#### Segmento del documento
◇ ◇ ◇ ◇ ◇
La mente vola dunque alla prima volta, era il 4 febbaio 2001, a Milano. Re Roger vinceva il suo primo titolo ATP, battendo il francese Boutter (pensare che l’anno dopo perse in finale dall’italiano Davide Sanguinetti). Altri tempi. Da allora Federer ha vinto tutto, 103 tornei ATP, di cui 20 Slam: 6 Australian Open, 1 Roland Garros, interropendo per un attimo il dominio di Nadal (che nel 2009 non arrivò in finale), 5 Us Open, col record soprattutto di 8 vittorie a Wimbledon, per il momento imbattuto, visto che Djokovic segue a 7. Un torneo speciale, riassaportato lo scorso 3 luglio, in occasione dei 100 anni del Campo Centrale: l’occasione di una standing ovation globale, arrivata anche dagli altri campioni, da Borg, a Laver, da John McEnroe a Bille Jean King. Leggende a loro modo uniche e che hanno cambiato la storia del tennis, il modo di interpretarlo, di comunicarlo e renderlo arte, magia, improvvisazione, tecnica, gusto, preparazione chirurgica, ma che all’unisono riconoscono in lui un sovrano assoluto e democratico.
◇ ◇ ◇ ◇ ◇
#### Estratto dati
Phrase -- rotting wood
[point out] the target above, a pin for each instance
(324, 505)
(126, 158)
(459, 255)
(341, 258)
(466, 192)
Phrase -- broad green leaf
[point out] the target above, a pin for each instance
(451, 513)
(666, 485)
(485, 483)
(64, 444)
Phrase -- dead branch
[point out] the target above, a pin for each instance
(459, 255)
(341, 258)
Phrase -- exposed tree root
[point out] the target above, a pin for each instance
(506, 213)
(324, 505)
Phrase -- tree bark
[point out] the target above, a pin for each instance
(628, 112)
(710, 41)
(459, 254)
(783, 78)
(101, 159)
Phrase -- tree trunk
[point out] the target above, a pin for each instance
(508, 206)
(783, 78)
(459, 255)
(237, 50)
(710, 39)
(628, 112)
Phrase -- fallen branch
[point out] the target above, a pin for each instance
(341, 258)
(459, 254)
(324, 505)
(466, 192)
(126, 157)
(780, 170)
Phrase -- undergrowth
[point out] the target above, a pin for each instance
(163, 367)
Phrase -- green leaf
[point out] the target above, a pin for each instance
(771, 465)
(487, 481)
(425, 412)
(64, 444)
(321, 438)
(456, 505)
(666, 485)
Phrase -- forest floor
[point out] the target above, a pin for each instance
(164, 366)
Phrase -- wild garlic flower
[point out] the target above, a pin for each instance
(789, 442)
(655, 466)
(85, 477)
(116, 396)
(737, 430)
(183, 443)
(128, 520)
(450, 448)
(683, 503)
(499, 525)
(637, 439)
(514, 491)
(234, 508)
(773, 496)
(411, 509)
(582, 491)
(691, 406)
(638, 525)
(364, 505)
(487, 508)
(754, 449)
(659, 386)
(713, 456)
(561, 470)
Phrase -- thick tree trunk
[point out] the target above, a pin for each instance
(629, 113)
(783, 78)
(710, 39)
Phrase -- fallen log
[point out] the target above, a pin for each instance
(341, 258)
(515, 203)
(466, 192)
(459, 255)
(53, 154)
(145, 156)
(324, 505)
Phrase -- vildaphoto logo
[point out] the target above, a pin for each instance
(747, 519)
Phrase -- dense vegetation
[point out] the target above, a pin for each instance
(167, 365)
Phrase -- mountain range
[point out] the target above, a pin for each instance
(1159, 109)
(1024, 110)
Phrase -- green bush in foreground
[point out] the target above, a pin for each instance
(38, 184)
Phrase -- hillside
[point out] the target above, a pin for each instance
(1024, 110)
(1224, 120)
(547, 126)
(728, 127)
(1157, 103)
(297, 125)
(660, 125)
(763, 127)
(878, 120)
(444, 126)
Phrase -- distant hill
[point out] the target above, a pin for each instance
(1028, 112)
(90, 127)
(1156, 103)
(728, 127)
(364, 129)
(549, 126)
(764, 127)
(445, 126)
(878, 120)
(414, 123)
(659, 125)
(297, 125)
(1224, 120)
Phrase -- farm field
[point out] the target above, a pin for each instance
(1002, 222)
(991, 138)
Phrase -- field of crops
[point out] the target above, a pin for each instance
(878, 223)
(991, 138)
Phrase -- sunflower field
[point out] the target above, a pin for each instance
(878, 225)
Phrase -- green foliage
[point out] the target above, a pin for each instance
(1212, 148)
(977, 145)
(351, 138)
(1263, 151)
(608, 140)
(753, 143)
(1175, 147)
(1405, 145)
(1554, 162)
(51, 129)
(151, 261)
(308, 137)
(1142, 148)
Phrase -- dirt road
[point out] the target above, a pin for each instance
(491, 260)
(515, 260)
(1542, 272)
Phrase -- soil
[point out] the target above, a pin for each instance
◇ ◇ ◇ ◇ ◇
#### Problema assegnato
Per favore, prosegui il brano sulla carriera di Federer subito dopo la sua ultima frase.

#### Risposta
A tutto questo si aggiungono l’agognata Coppa Davis vinta con la Svizzera, un oracolo patriottico, inseguito con sacrificio, e poi finalmente portato a casa, 6 Atp Finals, la medaglia d’oro olimpica di Pechino in doppio, conquistata insieme all’amico Stan Wawrinka, o ancora l’argento amarissimo nel singolo contro Andy Murray alle Olimpiadi di Londra 2012, unica casella vuota in una esistenza sportiva monumentale, in un anno (quello) nel quale, proprio a Wimbledon, in finale, lo aveva battuto. Numeri impressionanti: 1251 vittorie su 1526 match giocati. Ci mancherà non vederlo. Un uomo, che da solo, come Valentino Rossi, Michael Schumacher, Michael Jordan, Kobe Bryant, Marco Pantani e pochissimi altri, faceva il pieno degli stadi e di appassionati, ma che sapeva calibrare ogni gesto e parola, in ogni accarezzamento della pallina, in ogni momento pubblico, a dispetto di un privato protettivo nei confronti della famiglia, l’amata moglie e confidente Mirka, con lui da 20 anni, i 4 figli, le due coppie di gemelli, Myla Rose e Charlene Riva, Leo e Lennart. Un uomo che catalizzava e diffondeva energie, idee, ispirazione.

Che vita Roger che hai fatto, che imprese portate a casa, ed è impossibile sintetizzare le battaglie, le maratone di oltre 5 ore, le nottate passate svegli tra Us Open e Australian Open, là dove contro Nadal, di ritorno da un primo infortunio, si era issato ancora una volta vincente in semifinale, per poi vincere contro Marin Čilić l’ultimo Slam. E che sconfitte altrettanto impossibili da mandar giù, come l’ultimo Wimbledon contro Nole il 14 luglio del 2019, perso al super tie-break del quinto set, dopo aver mancato match point: una partita entrata di diritto negli annali.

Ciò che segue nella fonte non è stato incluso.